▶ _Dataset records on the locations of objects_
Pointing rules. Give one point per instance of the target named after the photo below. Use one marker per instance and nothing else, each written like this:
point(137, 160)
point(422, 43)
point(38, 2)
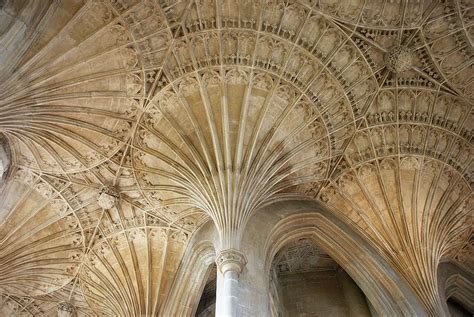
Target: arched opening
point(207, 303)
point(306, 281)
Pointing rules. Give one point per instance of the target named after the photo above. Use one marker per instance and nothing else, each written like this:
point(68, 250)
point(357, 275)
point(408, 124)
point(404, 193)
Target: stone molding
point(65, 309)
point(230, 260)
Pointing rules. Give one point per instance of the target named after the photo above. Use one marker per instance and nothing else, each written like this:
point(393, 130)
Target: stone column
point(230, 264)
point(66, 309)
point(355, 298)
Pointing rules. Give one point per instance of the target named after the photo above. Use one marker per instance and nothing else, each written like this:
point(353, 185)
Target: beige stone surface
point(202, 113)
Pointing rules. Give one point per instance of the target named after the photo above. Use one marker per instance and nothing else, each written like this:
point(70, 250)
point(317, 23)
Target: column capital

▶ _DIRECTION_
Rewrite all of the records above, swapping every occurrence of "stone" for "marble" and leaving everything else unchanged. Omit the pictures from your answer.

▶ _RESULT OF THE EXERCISE_
Pointing rules. Give one point per instance of the target named after the photo below. Use one marker per instance and nothing else, each written like this:
point(137, 160)
point(422, 43)
point(38, 2)
Target: arched opening
point(207, 303)
point(306, 281)
Pointing rules. Give one point per instance of the target named after the photo above. Use one marker per instance and nothing else, each written like this:
point(68, 250)
point(357, 275)
point(408, 124)
point(404, 193)
Target: marble molding
point(65, 309)
point(230, 260)
Pointing rules. Give one point per instance of the target named after the photo above. Use one marker per instance and nothing else, each written like this:
point(393, 130)
Target: marble column
point(230, 264)
point(66, 309)
point(355, 298)
Pointing rules. Give one point per instance of the target named after the photo above. Use one marker per instance and nothing else, each written like this:
point(353, 185)
Target: beige marble surface
point(202, 113)
Pointing rules. Give one point per instance of the target named after the photo above. Use one marker per instance and nothing else, each written like this:
point(70, 250)
point(317, 23)
Target: column capital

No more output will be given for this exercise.